Document extract =>
#####

Amazon’s is the most monopolistic and well positioned marketplace the Western world has ever seen. Last year they did $136B in revenue with double digit growth every year.

Yet they haven’t even scratched the surface.

The US food retail and food services industry represents a $5.35T market (with $800B+ in grocery alone). That is 40x Amazon’s total global sales — everybody’s got to eat. The food space is the future frontier, and Amazon is betting big.

On August 28th, 2017, Amazon decided to buy Whole Foods. Consider this D-Day. The world of groceries will never be the same. Here is why.

Amazon’s been salivating over food delivery for years. But, try as they might, their efforts have fallen flat every time. Amazon Fresh had $10M in revenue in Q1 of 2016. That is chump change for Bezos.

(NOTE: For more on Amazon, my experience building a $1M Amazon brand and how they will kill ecommerce, see this post.)

The network problem

Amazon is a market. Amazon is a network effect. The reason why the company runs so well is so highly valued is its network of 3rd party sellers and massive customer base.

#####

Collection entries
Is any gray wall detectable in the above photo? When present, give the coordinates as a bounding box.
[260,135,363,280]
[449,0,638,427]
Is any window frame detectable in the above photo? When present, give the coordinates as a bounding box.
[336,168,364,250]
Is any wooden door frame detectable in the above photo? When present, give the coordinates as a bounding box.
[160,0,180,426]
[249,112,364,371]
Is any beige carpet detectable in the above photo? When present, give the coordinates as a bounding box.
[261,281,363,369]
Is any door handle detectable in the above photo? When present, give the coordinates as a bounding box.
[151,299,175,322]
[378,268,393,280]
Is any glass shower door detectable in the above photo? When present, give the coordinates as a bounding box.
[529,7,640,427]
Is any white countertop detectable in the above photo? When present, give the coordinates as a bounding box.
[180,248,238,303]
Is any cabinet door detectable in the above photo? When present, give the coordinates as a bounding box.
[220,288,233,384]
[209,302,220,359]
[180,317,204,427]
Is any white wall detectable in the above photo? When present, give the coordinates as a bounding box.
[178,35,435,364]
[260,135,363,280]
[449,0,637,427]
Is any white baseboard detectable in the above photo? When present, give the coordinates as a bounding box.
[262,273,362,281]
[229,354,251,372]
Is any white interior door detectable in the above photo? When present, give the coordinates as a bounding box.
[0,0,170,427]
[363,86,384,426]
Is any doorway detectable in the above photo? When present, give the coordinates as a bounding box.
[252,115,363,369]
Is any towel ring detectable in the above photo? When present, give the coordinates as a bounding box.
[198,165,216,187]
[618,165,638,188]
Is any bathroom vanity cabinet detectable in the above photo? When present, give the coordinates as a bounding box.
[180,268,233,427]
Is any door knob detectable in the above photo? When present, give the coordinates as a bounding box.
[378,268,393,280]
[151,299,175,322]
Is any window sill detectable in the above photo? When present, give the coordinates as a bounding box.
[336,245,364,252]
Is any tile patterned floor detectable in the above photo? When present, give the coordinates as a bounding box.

#####

To do =>
1. What revenue did Amazon Fresh have in Q1 of 2016, according to the Amazon text?
2. Transcribe everything in the Amazon text from "Amazon is a market." down to "massive customer base.".
3. List every dollar amount that appears in the Amazon text.
The entries are irrelevant to this work.

Results by task =>
1. $10M

2.
Amazon is a market. Amazon is a network effect. The reason why the company runs so well is so highly valued is its network of 3rd party sellers and massive customer base.

3.
$136B
$5.35T
$800B+
$10M
$1M